REQUIRED ACTIONS |
1. Output the passage of the data center power interview exactly, beginning at the words "There is a huge" and stopping after "to each other.".
2. Which percentage figures appear in the data center power interview? List every one.

SUPPLIED TEXT |

---+---

Step two, moving to the cloud. When we talk about the cloud I am not talking about the public cloud like Amazon or Google. Through the channel we are really focusing on private cloud or hybrid cloud.

We have got the tools, accessories and offerings (for private cloud deployments). We just released a line of racks that are optimized for high density environments making sure the cooling can be optimized.

What percentage of cloud solutions have power consumption monitoring and management?

We have not done a study, but I am pretty sure about the results. It is very low at this time.

Is it less than 10 percent?

I would say less than five percent.

How much can be saved by VARs going in with the Eaton cloud computing power management solutions?

There is a huge opportunity that is difficult to tap at this time for one simple reason: who is managing the power in the company. The power bill is paid by the facility guys. You get this internal struggle with all companies where you get facilities people complaining about IT utility bills going through the roof. And they just don't talk to each other.

The company that succeeds will need to address facilities and IT as part of the same department. I met a few months ago a data center manager who is in charge of the entire infrastructure. So he runs the data center. But he pays the utility bill as well. And this person is extremely concerned about his cost and was trying to reduce the cost tremendously.

This is the issue most companies are facing today. They know they have got a (a power management cost) issue, but they don't know how to address it because the way (internal) budgets are set up does not call for a quick fix.

Those companies that are successful (addressing this issue) will be those companies where facilities reports into the CIO. When you look at a facility, what is your number one cost center: it is the data center. If facilities reports into the CIO, they will be addressing the issue. There is a new concept called DCIM (Data Center Infrastructure Management). Gartner is predicting that by 2016, 60 percent of data centers will be using these type of software tools to manage energy in the data center. Currently they have come up with a market size of $2.5 to $4 billion opportunity.

2015 is around the corner. Software that can really manage the energy consumption in the data center is no more than $100 million (market) today. Last year it was maybe between $80 - $100 million. The opportunity is huge. These are very expensive pieces of software that can sell for hundreds of thousands of dollars. The cost is typically $500 per rack. You go into a very large data center and there are 10,000 - 20,000 racks.

---+---

MATERIAL SHOWN |

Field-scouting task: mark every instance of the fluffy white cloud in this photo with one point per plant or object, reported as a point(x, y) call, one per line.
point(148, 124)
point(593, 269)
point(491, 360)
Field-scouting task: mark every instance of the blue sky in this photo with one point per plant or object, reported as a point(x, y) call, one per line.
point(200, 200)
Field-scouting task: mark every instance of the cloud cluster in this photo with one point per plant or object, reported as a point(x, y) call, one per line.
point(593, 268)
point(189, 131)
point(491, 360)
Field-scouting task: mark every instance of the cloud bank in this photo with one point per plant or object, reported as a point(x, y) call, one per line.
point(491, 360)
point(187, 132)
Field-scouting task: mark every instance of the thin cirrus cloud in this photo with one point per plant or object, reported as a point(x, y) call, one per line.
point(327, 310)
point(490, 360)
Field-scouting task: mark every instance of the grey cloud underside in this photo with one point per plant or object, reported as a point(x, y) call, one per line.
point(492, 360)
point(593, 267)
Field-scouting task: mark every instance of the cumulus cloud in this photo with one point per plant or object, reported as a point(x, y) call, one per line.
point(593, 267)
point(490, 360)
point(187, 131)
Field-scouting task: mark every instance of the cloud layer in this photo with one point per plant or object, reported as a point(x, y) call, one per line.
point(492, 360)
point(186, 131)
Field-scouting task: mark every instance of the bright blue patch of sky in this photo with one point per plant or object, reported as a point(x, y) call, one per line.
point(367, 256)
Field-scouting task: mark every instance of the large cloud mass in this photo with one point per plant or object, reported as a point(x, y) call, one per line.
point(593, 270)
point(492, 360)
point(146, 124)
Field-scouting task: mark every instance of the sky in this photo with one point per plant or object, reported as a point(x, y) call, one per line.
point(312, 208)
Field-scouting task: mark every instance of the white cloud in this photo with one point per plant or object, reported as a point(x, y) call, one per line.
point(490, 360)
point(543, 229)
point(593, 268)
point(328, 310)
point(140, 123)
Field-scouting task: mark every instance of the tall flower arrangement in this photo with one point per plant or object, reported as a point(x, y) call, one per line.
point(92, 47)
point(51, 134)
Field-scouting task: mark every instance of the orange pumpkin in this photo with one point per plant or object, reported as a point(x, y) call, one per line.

---+---

SOLUTION SET |
1.
There is a huge opportunity that is difficult to tap at this time for one simple reason: who is managing the power in the company. The power bill is paid by the facility guys. You get this internal struggle with all companies where you get facilities people complaining about IT utility bills going through the roof. And they just don't talk to each other.

2.
- 10 percent
- five percent
- 60 percent